» Brontekst:

Ontdek
  1. Zoeken
  2. Concerten
  3. Menu
  4. Inloggen
Simon ontdek pagina1

Nabeschouwing: Stephan Sanders in gesprek met Simon Reinink

Aflevering 10. Van exclusief naar inclusief

di 15 nov 2022 - 12 minuten leestijd - Tekst: Stephan Sanders

Hoe kan de wereld van de klassieke muziek inclusiever worden? Journalist en schrijver Stephan Sanders legde die vraag de afgelopen maanden voor aan diverse prominenten. Het leverde waardevolle verhalen op. Soms ontroerend, soms pijnlijk, maar altijd verhelderend en recht uit het hart. In deze nabeschouwing gaat Sanders in gesprek met Simon Reinink, algemeen directeur van Het Concertgebouw. ‘Wanneer een zwart of gekleurd publiek denkt dat klassieke muziek voor witte mensen is, tekent dat niet zozeer hun probleem als wel ons tekort.’

Ik meende het wel zo’n beetje te weten, maar ik wist er achteraf gezien niet veel van. Een goed jaar geleden, in het najaar van 2021, werd ik benaderd door Het Concertgebouw met de vraag of ik een serie interviews wilde afnemen. Er was een lijstje bijgevoegd met mogelijke interviewkandidaten die zich moesten buigen over het diversiteits- en inclusiviteitsgehalte van de Amsterdamse muziektempel. Daar zaten uitvoerende musici bij, bestuurders, marketingmensen en vaste bezoekers die konden vertellen over hun ervaringen.

Ik sprak aan het begin van de interviewreeks met Simon Reinink, algemeen directeur van Het Concertgebouw. We begroetten elkaar toen in 2021 met een gepast knikje op afstand (covid-19). Een jaar later, bij het afsluitende gesprek, schudden we elkaar de hand. Er is bijna ongemerkt progressie, altijd, wil ik maar zeggen.

In die tussentijd heb ik veel bijgeleerd. Ik was meteen enthousiast over de opdracht om een met aantal belanghebbenden te spreken over het idee ‘van exclusief naar inclusief’. Of, zoals de tekstschrijvers van Het Concertgebouw het in hun introductie zelf verwoorden: ‘Het Concertgebouw wil iedereen verwelkomen. Maar niet iedereen voelt zich welkom in Het Concertgebouw. (…) Welke kansen zijn er om (…) de wereld van de klassieke muziek meer inclusief te maken?’

Een goede vraag, leek me, maar ook een beetje een modieuze, met als gevaarlijke bijkomstigheid dat het kon lijken of kunst enkel nog gewaardeerd kon worden wanneer die af te meten was langs lijnen van etniciteit en diversiteit. Over dat modieuze en dat gevaar denk ik inmiddels anders, vooral dankzij mijn gesprekspartners. Al pratend met deze en gene is me de urgentie duidelijk geworden. Vraag aan mezelf: waarom moest dat zo lang duren?

» Gegevens:
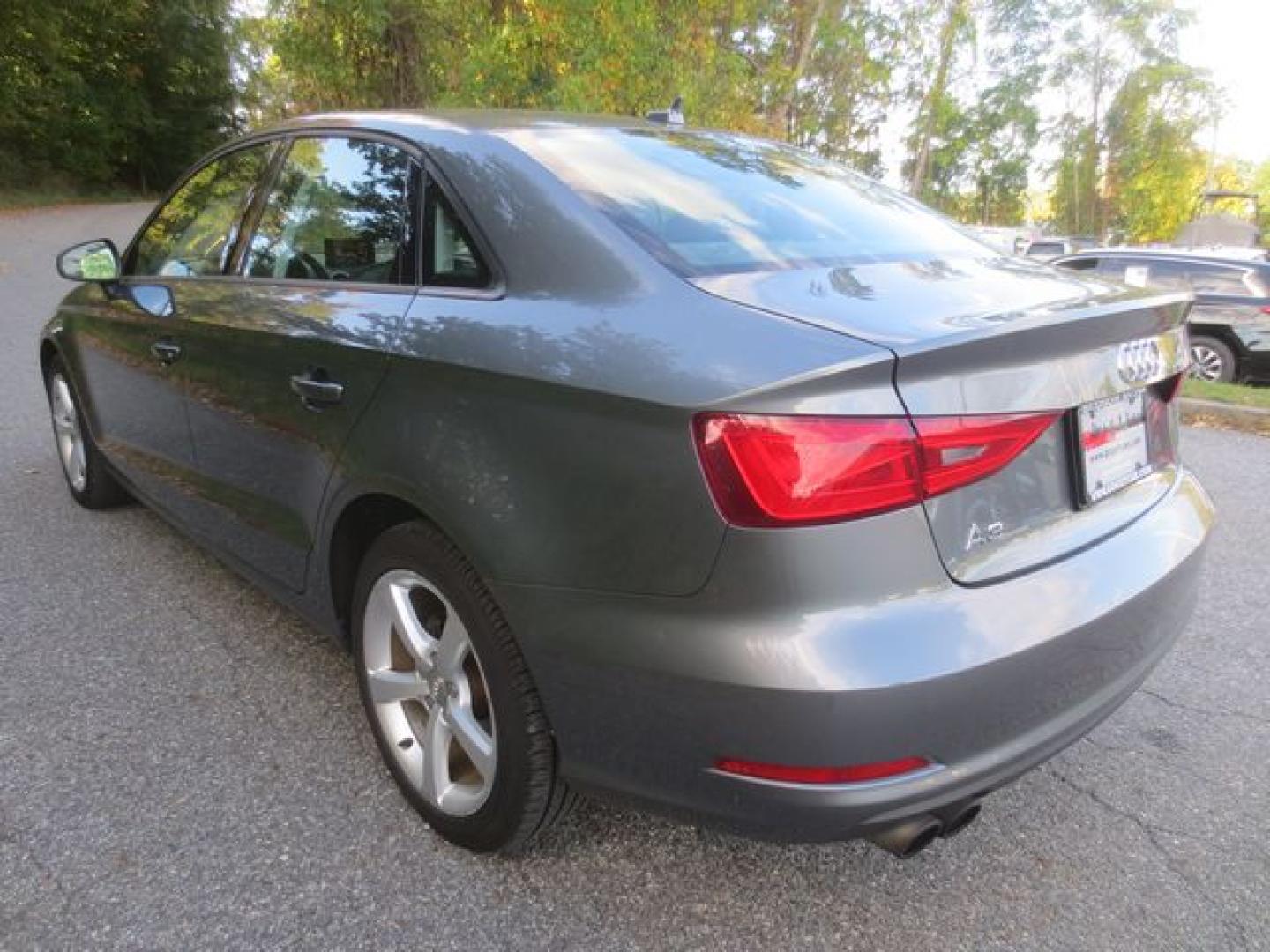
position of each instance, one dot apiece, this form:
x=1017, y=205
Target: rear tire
x=88, y=475
x=449, y=695
x=1212, y=361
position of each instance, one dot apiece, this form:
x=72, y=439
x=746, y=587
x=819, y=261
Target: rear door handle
x=315, y=391
x=165, y=352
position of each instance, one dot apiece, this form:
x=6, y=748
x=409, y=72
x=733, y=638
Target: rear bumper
x=794, y=658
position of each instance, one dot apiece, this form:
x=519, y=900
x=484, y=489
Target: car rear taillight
x=770, y=471
x=961, y=450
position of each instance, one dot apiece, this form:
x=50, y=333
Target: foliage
x=101, y=94
x=129, y=93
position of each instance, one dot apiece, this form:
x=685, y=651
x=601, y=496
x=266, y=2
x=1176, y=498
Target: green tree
x=1154, y=167
x=115, y=93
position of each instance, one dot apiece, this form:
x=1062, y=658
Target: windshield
x=714, y=204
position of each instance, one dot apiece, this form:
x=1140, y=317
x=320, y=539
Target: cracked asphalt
x=183, y=764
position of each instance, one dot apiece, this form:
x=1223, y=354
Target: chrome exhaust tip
x=909, y=837
x=961, y=819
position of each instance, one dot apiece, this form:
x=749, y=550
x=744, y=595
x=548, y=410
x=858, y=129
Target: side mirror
x=90, y=260
x=153, y=299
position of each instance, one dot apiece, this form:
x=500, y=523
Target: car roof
x=470, y=121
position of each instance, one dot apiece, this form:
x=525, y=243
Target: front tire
x=88, y=476
x=449, y=695
x=1212, y=361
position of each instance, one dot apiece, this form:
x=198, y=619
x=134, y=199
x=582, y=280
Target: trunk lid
x=1005, y=337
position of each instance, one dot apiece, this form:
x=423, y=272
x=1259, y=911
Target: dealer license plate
x=1114, y=450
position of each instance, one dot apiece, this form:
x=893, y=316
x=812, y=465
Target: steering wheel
x=317, y=271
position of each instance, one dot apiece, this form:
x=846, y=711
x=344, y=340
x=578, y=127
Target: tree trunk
x=937, y=92
x=807, y=22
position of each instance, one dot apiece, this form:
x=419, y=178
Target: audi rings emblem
x=1140, y=361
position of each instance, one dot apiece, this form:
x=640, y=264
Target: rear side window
x=451, y=258
x=195, y=231
x=340, y=210
x=714, y=204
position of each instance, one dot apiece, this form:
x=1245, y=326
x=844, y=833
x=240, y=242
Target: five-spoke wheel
x=449, y=695
x=429, y=692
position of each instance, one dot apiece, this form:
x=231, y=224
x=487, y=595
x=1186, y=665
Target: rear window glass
x=714, y=204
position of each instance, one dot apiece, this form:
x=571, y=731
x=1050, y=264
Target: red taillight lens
x=854, y=773
x=961, y=450
x=767, y=471
x=803, y=470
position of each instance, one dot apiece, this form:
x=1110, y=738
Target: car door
x=129, y=357
x=283, y=361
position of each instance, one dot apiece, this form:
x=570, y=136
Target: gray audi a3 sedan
x=635, y=458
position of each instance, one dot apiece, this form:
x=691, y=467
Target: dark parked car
x=1229, y=324
x=634, y=458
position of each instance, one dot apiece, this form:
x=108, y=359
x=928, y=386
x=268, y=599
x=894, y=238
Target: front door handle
x=315, y=390
x=165, y=352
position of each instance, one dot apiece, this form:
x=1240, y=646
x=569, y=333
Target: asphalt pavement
x=184, y=764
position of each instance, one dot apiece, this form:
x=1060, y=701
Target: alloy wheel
x=66, y=429
x=1206, y=363
x=429, y=692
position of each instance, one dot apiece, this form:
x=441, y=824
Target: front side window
x=338, y=211
x=195, y=231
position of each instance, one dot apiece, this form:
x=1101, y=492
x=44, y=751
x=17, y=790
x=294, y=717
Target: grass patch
x=19, y=198
x=1237, y=394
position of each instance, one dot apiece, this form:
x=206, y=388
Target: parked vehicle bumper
x=779, y=659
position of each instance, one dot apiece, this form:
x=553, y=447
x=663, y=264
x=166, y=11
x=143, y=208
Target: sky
x=1229, y=38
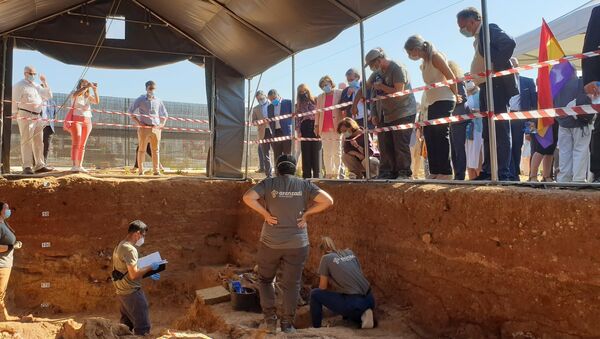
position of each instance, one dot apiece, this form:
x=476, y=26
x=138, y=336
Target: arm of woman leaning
x=442, y=65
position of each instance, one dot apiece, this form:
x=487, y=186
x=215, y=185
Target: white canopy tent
x=568, y=29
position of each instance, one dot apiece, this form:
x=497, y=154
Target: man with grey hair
x=260, y=112
x=501, y=46
x=348, y=94
x=390, y=77
x=28, y=101
x=280, y=128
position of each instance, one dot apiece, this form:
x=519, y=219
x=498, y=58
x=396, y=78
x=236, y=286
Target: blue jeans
x=517, y=135
x=350, y=306
x=134, y=312
x=458, y=139
x=261, y=159
x=502, y=136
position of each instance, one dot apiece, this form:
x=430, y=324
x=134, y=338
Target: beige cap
x=373, y=55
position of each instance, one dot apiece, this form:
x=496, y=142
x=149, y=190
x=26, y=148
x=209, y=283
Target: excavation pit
x=455, y=261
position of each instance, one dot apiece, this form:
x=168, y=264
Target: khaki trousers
x=4, y=276
x=152, y=136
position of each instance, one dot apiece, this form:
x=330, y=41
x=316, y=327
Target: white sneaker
x=367, y=319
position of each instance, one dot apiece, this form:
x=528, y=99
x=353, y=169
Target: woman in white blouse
x=80, y=125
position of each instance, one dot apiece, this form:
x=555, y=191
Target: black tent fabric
x=229, y=118
x=248, y=35
x=244, y=38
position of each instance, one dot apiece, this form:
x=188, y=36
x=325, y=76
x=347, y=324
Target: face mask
x=466, y=33
x=140, y=242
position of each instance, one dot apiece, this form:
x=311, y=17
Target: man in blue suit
x=502, y=47
x=280, y=128
x=526, y=100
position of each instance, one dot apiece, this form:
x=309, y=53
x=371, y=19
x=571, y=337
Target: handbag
x=68, y=123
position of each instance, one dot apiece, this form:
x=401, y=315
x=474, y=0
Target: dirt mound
x=94, y=328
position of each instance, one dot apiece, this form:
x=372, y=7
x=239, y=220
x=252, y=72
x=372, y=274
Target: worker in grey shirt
x=288, y=202
x=342, y=288
x=8, y=242
x=127, y=278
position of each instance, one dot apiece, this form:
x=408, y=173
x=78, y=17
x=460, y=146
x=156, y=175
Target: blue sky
x=433, y=19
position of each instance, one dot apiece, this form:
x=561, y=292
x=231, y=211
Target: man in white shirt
x=28, y=98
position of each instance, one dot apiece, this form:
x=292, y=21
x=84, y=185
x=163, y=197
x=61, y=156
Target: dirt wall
x=466, y=261
x=190, y=222
x=471, y=262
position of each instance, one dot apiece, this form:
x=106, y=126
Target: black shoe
x=271, y=324
x=288, y=328
x=482, y=177
x=45, y=169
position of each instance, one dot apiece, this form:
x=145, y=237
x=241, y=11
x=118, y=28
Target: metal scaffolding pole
x=213, y=106
x=2, y=89
x=247, y=121
x=364, y=92
x=489, y=91
x=293, y=105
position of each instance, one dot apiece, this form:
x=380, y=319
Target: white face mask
x=140, y=242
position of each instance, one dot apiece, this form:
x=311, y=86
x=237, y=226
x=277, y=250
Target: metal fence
x=114, y=147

» Wat wordt gevraagd:
1: Wanneer werd Stephan Sanders volgens de brontekst door Het Concertgebouw benaderd voor de interviewreeks?
2: Welke groepen mensen stonden volgens de brontekst op het lijstje met mogelijke interviewkandidaten? Noem ze allemaal.

» Antwoorden:
1: In het najaar van 2021.

2: Uitvoerende musici, bestuurders, marketingmensen en vaste bezoekers.